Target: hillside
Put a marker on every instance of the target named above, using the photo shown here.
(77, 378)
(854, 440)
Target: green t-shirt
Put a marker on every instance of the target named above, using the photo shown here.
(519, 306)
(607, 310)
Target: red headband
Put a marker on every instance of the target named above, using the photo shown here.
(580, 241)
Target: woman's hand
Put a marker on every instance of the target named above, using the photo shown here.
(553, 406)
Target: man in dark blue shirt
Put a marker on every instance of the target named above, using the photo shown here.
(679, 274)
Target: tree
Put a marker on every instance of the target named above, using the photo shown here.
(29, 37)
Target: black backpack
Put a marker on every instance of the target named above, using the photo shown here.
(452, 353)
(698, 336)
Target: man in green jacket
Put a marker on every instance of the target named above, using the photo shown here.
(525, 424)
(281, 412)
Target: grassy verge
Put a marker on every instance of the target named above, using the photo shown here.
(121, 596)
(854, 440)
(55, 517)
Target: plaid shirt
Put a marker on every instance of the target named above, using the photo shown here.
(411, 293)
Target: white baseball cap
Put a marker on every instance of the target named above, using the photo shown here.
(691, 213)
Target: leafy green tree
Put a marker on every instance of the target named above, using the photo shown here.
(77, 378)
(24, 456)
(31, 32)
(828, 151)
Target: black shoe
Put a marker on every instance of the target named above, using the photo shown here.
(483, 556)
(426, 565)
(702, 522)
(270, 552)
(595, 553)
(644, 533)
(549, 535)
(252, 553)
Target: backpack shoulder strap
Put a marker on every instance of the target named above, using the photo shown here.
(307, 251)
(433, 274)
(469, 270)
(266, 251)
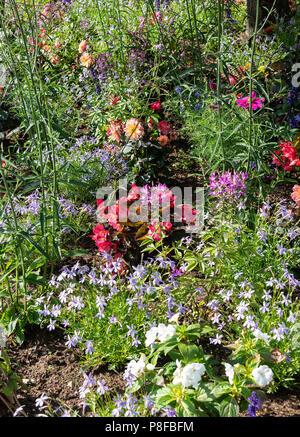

___

◆ **What the task asks**: Recast every line of the records above as a Markdown table with the columns "Row" and "Line text", numbering each row and omitting blank lines. Leave the pictures out of the table.

◆ **Result for this task**:
| Row | Line text |
|---|---|
| 1 | Target: hillside |
| 2 | Put a marker on every instance of the target named above, using the photo shown here. |
| 3 | (77, 378) |
| 4 | (854, 440) |
| 5 | Target: green t-shirt |
| 6 | Put a marker on every instance of the target named above, using the photo shown here. |
| 7 | (519, 306) |
| 8 | (607, 310) |
| 9 | Target: red headband |
| 10 | Put a marker on every instance of the target named above, using the photo shown here. |
| 11 | (580, 241) |
| 12 | Target: woman's hand |
| 13 | Put a marker on every instance of the target named above, using the photo shown here. |
| 14 | (553, 406) |
| 15 | Target: man in dark blue shirt |
| 16 | Put a marker on every instance of the target named above, using the photo shown here. |
| 17 | (679, 274) |
| 18 | Target: tree |
| 19 | Put a marker on every instance of the target named above, using the photo shown here. |
| 20 | (29, 37) |
| 21 | Target: black backpack |
| 22 | Put a marker on every instance of the target named above, using the photo shown here. |
| 23 | (452, 353) |
| 24 | (698, 336) |
| 25 | Target: man in green jacket |
| 26 | Put a marker on every instance of the target named above, using the photo shown here. |
| 27 | (525, 424) |
| 28 | (281, 412) |
| 29 | Target: grassy verge |
| 30 | Put a marker on every instance of the target named above, using the photo shown here. |
| 31 | (121, 596) |
| 32 | (854, 440) |
| 33 | (55, 517) |
| 34 | Target: plaid shirt |
| 35 | Put a marker on every instance of the target named above, using the photo shown here. |
| 36 | (411, 293) |
| 37 | Target: white baseball cap |
| 38 | Put a marker on every instance of the target named above, using the photo shown here. |
| 39 | (691, 213) |
| 40 | Target: leafy green tree |
| 41 | Put a marker on every instance of the target named above, using the photo shown here. |
| 42 | (77, 378) |
| 43 | (24, 456) |
| 44 | (31, 32) |
| 45 | (828, 151) |
| 46 | Target: black shoe |
| 47 | Put a marker on every instance of the target named above, using the photo shown here. |
| 48 | (483, 556) |
| 49 | (426, 565) |
| 50 | (702, 522) |
| 51 | (270, 552) |
| 52 | (595, 553) |
| 53 | (644, 533) |
| 54 | (549, 535) |
| 55 | (252, 553) |
| 56 | Target: backpack shoulder strap |
| 57 | Put a marker on every instance of the target named above, using the photo shown here. |
| 58 | (307, 251) |
| 59 | (433, 274) |
| 60 | (469, 270) |
| 61 | (266, 251) |